**TASK OBJECTIVE:**
Search the data for "below" and copy every matching line.

Top of RECORDS FOR THIS EXERCISE

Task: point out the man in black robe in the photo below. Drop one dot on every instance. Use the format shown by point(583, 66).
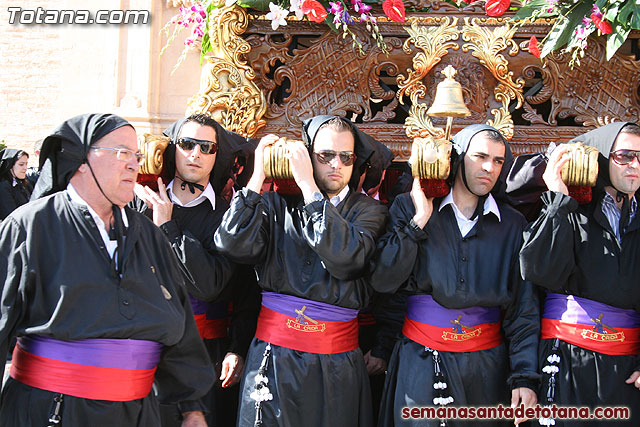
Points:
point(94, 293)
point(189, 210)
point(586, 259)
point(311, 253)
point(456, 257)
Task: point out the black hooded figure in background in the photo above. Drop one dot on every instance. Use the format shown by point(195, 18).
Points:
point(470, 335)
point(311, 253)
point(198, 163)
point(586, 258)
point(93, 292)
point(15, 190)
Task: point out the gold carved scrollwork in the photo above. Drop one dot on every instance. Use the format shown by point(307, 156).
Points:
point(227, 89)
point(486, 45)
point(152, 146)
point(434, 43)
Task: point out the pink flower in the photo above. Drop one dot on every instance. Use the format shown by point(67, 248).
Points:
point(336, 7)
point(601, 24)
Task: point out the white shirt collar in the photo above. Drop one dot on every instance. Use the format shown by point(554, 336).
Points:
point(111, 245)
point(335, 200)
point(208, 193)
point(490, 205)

Bottom of RECORDS FOR THIS EXERCISE
Top of RECORDS FOR THIS EXERCISE

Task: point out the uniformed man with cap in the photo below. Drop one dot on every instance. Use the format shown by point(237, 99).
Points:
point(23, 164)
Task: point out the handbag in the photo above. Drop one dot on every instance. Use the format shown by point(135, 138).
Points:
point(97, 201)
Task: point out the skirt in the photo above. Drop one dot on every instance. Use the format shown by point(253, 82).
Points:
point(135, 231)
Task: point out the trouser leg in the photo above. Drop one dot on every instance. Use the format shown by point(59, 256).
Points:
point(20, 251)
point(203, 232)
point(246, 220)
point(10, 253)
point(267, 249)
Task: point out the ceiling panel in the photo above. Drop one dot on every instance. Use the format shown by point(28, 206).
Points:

Bottom of RECORDS FOR THIS EXERCISE
Top of RECORDS FOR THIS EXERCISE

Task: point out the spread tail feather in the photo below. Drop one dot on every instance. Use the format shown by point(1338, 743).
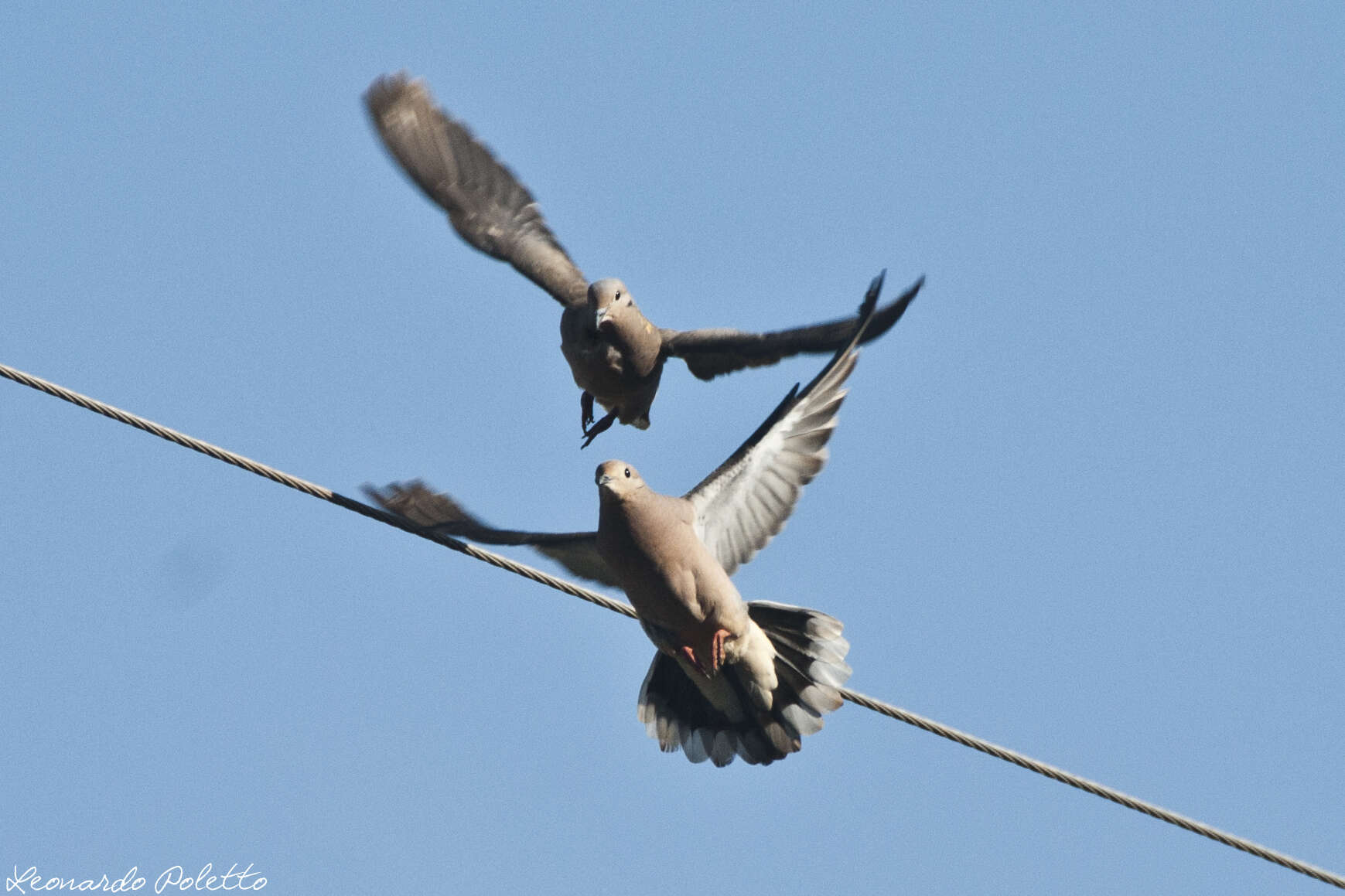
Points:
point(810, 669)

Bottom of RECORDS FOR THIS EXERCISE

**RESULT:**
Task: point out the man in black robe in the photo below. Drop one dot on every instance. Use the format shown by point(583, 66).
Task: point out the uniformed man with cap in the photo below. Drop one dot on every instance. Use the format shown by point(237, 99).
Task: point out the spread tail feather in the photo below. Drop one dot on every instance. Use the format shown by point(1338, 743).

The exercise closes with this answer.